Dans le second groupe, les participants ont reçu une trousse de départ pour la cigarette électronique : un modèle de deuxième génération remplissable et une bouteille de nicotine liquide d’une concentration de 18 mg/ml. Les gens devaient ensuite acheter des recharges. « Ils étaient incités à expérimenter des liquides de différents parfums et diverses concentrations. » Le traitement dans les deux groupes incluait un soutien comportemental hebdomadaire pendant au moins un mois.

Soixante-dix-neuf pour cent des sujets ont terminé l’étude. Le principal critère d’évaluation de l’essai était l’abstinence au bout d’un an. Une donnée que les chercheurs confirmaient par le taux de monoxyde de carbone expiré.

Le taux d’abstinence lié aux substituts nicotiniques, qui était de 10 % contre 18 % pour la cigarette électronique, semble particulièrement bas pour le Dr Gilman. « Dans les autres études, il est généralement autour de 18 % et est semblable au taux de la varénicline qui est d’environ 20 % à un an. »

« Quand on normalise l’utilisation des cigarettes électroniques dans la population, on oublie l’influence que l’on a alors sur les jeunes. »

* Tâches à réaliser *
a. D'après le texte sur l'essai comparant la cigarette électronique et les substituts nicotiniques, quel était le principal critère d'évaluation de l'essai ?
b. Poursuivez le texte sur l'essai comparant la cigarette électronique et les substituts nicotiniques à partir de sa dernière phrase.

(Données d'ancrage de points sur image)
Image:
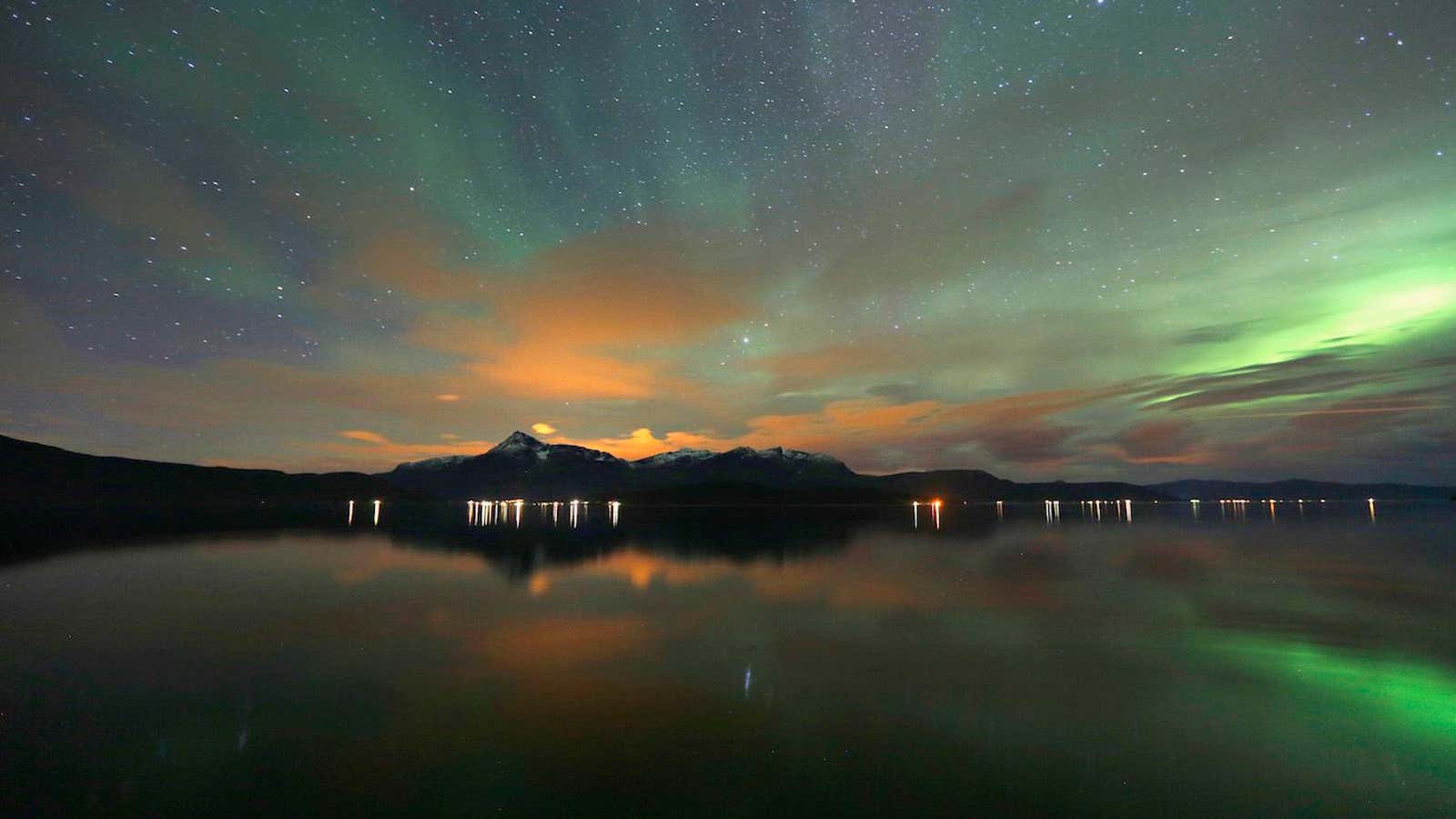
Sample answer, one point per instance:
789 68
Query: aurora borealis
1075 239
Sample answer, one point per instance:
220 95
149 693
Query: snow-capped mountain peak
519 442
674 458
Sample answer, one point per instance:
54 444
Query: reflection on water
545 661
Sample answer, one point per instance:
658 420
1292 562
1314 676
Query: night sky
1096 238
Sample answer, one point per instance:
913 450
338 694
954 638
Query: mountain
35 474
47 491
1299 489
517 467
524 467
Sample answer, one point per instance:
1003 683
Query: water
746 662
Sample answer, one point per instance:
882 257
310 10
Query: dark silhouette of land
47 491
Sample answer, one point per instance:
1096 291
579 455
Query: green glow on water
1410 697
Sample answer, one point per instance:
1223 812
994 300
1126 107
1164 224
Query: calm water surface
746 662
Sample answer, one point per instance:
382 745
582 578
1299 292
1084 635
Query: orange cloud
385 450
1016 429
597 319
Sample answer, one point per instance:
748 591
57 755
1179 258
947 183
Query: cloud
1161 442
364 436
596 319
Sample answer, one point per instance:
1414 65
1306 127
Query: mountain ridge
35 475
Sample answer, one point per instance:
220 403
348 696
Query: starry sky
1094 238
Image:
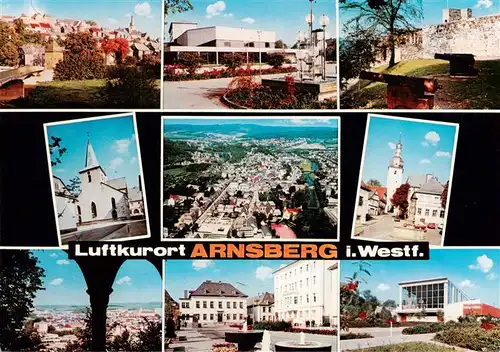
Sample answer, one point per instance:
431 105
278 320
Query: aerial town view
82 55
445 304
405 180
57 308
232 55
251 305
97 183
253 178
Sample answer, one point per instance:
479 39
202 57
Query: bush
473 338
276 59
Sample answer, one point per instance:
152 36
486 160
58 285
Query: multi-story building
214 303
261 307
307 290
423 299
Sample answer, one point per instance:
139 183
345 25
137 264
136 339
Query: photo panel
260 178
97 179
244 305
232 55
405 180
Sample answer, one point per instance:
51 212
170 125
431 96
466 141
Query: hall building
307 290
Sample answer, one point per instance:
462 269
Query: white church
424 196
100 199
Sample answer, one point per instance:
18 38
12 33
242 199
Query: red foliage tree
400 199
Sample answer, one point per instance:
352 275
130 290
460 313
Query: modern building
261 307
422 300
307 291
214 303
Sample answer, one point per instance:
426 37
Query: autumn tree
400 199
387 18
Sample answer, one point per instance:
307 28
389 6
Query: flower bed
171 73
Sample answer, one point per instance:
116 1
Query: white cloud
124 280
491 276
483 263
483 3
142 9
202 264
466 283
264 273
442 154
383 287
248 20
121 145
115 163
57 282
215 9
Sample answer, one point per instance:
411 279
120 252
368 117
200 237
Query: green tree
20 278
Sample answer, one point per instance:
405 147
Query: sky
427 148
148 15
249 276
433 10
302 122
137 281
284 17
114 143
475 271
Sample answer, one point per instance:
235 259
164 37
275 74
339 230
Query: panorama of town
246 180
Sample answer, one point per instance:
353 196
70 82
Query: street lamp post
324 21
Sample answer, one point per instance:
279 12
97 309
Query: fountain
302 345
246 339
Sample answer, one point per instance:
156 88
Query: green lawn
476 93
407 347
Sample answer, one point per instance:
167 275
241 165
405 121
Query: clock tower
394 173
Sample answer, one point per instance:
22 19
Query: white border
260 117
139 160
361 168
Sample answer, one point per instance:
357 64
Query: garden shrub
473 338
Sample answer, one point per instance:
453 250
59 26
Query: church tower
394 173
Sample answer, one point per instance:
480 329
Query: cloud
466 283
57 282
124 280
483 3
115 163
442 154
491 276
202 264
383 287
142 9
121 145
215 9
264 273
483 263
248 20
432 138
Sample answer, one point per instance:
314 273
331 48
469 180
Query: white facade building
307 290
214 303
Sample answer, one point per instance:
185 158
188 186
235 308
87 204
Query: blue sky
475 271
137 281
427 148
433 10
107 13
249 276
284 17
323 122
113 140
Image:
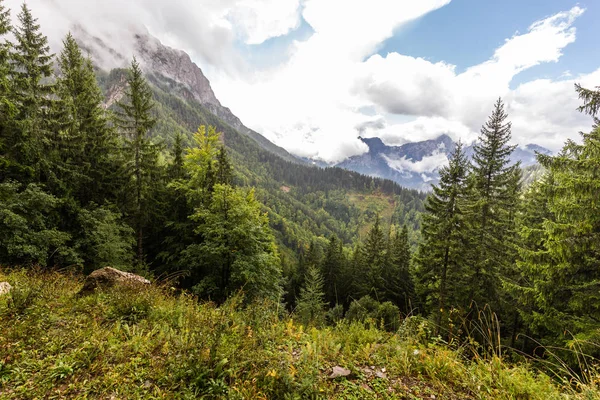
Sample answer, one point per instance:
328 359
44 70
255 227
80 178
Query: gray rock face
108 277
5 288
176 65
163 61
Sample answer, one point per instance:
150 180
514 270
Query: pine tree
86 161
31 70
332 271
398 283
490 205
224 171
375 259
176 170
237 249
441 255
311 303
560 251
135 121
7 108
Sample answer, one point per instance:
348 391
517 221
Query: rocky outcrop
174 64
5 288
108 277
161 61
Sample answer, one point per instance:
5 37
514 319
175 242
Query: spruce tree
491 203
311 303
176 167
30 75
560 251
333 264
7 108
375 260
398 283
440 258
135 120
86 160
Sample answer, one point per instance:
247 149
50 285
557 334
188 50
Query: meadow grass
127 343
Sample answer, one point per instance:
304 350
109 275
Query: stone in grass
339 372
5 288
108 277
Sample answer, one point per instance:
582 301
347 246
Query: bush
367 309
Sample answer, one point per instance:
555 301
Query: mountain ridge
415 164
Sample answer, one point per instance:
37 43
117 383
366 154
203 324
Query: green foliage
26 236
237 250
441 259
85 157
154 344
490 210
135 121
368 310
105 239
31 68
311 302
560 250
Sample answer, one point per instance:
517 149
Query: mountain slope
175 71
416 165
305 203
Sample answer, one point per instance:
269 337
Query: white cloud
428 164
313 102
458 104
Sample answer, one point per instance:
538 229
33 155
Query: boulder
108 277
339 372
5 288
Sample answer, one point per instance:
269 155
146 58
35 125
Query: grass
128 343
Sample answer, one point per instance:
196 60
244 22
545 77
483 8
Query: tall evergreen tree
441 255
560 251
375 260
135 121
86 153
311 303
491 203
333 264
398 285
7 108
30 75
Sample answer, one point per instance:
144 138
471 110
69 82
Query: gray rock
339 372
108 277
5 288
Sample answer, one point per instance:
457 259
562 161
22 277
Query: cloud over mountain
316 92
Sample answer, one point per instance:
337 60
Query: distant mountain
175 72
305 203
415 165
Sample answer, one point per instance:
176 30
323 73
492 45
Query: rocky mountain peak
176 65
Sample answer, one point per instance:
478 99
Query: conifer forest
486 266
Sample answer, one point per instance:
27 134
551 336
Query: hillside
416 164
321 194
153 343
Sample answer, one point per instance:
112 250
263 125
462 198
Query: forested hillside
121 168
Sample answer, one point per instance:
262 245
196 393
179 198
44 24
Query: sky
313 75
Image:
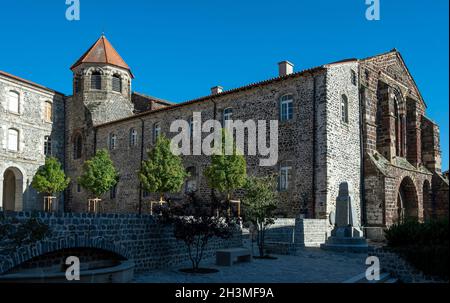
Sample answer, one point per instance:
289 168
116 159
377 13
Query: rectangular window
13 102
287 108
13 140
117 84
113 192
96 82
48 112
353 75
156 131
227 116
47 146
145 194
284 177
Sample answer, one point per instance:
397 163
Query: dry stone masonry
358 121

* Corrigé de l'exercice *
a. L'abstinence au bout d'un an.

b.
– Dr Sean Gilman

Les attraits du vapotage

Pourquoi la cigarette électronique est-elle plus efficace ? Peut-être parce qu’elle offre à ses utilisateurs une plus grande satisfaction et les aide davantage à refréner leur envie de fumer que les substituts nicotiniques. Une semaine après le début de l’arrêt, et même un mois plus tard, les participants qui recouraient à la cigarette électronique ressentaient un besoin de fumer moins intense que les sujets de l’autre groupe. Pendant les sept premiers jours d’abstinence, ils étaient moins irritables, moins agités et avaient une meilleure concentration. Au bout de quatre semaines, il ne restait néanmoins que peu de symptômes d’inconfort dû au sevrage dans les deux groupes.

Le vapotage avait également l’air de plaire à long terme à ses utilisateurs. Parmi les sujets qui ne fumaient plus au bout d’un an, le pourcentage de ceux qui employaient encore le produit qui leur avait été assigné était de 80 % chez les participants qui employaient la cigarette électronique (63 personnes sur 79) et de 9 % chez ceux qui recouraient aux substituts nicotiniques (4 sur 44 sujets).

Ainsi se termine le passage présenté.